··· EXCERPT TO READ

Right. But it shouldn't be a problem as vcpu thread stops when vmexit to
host to process events. In addition, only current cpu in guest accesses
perf_events linked to current cpu.
>
> > +
> > + offset = kvmevent->event_offset;
> > + offset += offsetof(struct perf_event, hw);
> > + if (offset< PAGE_SIZE) {
> > + if (event_page == kvmevent->event_page2) {
> > + kunmap_atomic(shared_kaddr, KM_USER0);
> > + event_page = kvmevent->event_page;
> > + shared_kaddr = kmap_atomic(event_page, KM_USER0);
> > + }
> > + page_offset = offset;
> > + } else {
> > + if (event_page == kvmevent->event_page) {
> > + kunmap_atomic(shared_kaddr, KM_USER0);
> > + event_page = kvmevent->event_page2;
> > + shared_kaddr = kmap_atomic(event_page, KM_USER0);
> > + }
> > + page_offset = offset - PAGE_SIZE;
> > + }
> > +
> > + if (overflows)
> > + atomic_add(overflows, (atomic_t *)(shared_kaddr + page_offset));
> > +
> > + kunmap_atomic(shared_kaddr, KM_USER0);
> >
>
> Where is the actual event copied? I'm afraid it's hard to understand
> the code.
Sorry, I should have more statements around the codes.
When an event overflows, host kernel sync perf_event->count to guest os
perf_event->count, and increases the perf_event->hw.overflows.
+struct kvmperf_event {
+ unsigned int event_offset;
+ struct page *event_page;
+ struct page *event_page2;
+};
Actually, at host side, perf_event->shadow points to a kvmperf_event.

······
··· MATERIAL

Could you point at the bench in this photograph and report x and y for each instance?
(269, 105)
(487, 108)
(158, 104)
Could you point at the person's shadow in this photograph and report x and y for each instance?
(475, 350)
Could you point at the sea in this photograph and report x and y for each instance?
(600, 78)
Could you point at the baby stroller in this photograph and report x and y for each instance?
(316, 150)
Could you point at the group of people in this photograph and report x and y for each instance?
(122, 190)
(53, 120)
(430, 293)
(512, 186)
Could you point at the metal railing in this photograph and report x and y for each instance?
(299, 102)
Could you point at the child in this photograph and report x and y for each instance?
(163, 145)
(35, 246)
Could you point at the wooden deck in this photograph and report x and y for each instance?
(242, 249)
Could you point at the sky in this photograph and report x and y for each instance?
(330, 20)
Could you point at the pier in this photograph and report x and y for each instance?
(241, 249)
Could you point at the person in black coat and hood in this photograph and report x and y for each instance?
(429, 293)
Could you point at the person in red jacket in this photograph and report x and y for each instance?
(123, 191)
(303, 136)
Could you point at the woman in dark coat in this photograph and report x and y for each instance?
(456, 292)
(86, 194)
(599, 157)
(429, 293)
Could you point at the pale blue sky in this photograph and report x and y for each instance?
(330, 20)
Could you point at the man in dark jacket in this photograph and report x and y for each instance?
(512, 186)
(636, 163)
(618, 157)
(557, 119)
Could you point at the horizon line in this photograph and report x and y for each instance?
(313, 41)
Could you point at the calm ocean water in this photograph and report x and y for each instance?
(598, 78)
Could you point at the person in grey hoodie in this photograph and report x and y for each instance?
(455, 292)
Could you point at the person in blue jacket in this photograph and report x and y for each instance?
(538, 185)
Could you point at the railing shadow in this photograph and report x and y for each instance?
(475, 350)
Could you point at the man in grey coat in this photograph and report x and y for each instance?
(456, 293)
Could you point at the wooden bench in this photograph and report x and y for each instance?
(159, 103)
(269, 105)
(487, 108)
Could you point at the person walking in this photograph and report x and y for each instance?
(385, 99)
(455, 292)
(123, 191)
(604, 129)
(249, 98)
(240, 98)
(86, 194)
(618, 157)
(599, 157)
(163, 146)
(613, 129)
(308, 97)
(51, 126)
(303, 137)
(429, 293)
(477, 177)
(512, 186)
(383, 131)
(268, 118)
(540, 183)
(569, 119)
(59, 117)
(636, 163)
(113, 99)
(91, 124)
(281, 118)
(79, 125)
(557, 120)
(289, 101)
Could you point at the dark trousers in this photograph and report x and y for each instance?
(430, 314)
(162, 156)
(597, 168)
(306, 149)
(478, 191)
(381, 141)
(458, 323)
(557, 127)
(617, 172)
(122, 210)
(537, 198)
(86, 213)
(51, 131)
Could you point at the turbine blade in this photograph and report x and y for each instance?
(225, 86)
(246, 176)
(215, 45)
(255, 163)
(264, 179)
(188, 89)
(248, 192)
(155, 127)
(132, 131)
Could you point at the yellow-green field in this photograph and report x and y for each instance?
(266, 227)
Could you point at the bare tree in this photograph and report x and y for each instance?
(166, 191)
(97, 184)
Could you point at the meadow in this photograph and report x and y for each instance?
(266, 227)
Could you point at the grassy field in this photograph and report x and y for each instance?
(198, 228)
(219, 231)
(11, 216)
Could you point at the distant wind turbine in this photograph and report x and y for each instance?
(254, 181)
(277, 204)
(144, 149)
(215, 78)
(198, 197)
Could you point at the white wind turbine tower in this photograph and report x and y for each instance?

······

→ **YOUR TASKS**
[1] Decide whether each statement agrees with the patch discussion. Answer yes or no, and quote the words of the text that decide it.
(a) The vcpu thread stops when there is a vmexit to the host to process events.
(b) At the host side, perf_event->shadow points to a perf_event.
(c) Every cpu in the guest accesses the perf_events linked to the current cpu.
[2] Answer these questions from the patch discussion:
(a) Which function is called to unmap shared_kaddr?
(b) When an event overflows, which field does the host kernel increase?
(c) What type is event_offset declared as in struct kvmperf_event?
[3] Reproduce the patch discussion from the words "Sorry, I should" up to and including the words "to a kvmperf_event.".

→ **RESULTS FOR THE EXERCISE**
[1]
(a) Yes: "vcpu thread stops when vmexit to host to process events"
(b) No: "perf_event->shadow points to a kvmperf_event"
(c) No: "only current cpu in guest accesses perf_events linked to current cpu"

[2]
(a) kunmap_atomic
(b) perf_event->hw.overflows
(c) unsigned int

[3]
Sorry, I should have more statements around the codes.
When an event overflows, host kernel sync perf_event->count to guest os
perf_event->count, and increases the perf_event->hw.overflows.
+struct kvmperf_event {
+ unsigned int event_offset;
+ struct page *event_page;
+ struct page *event_page2;
+};
Actually, at host side, perf_event->shadow points to a kvmperf_event.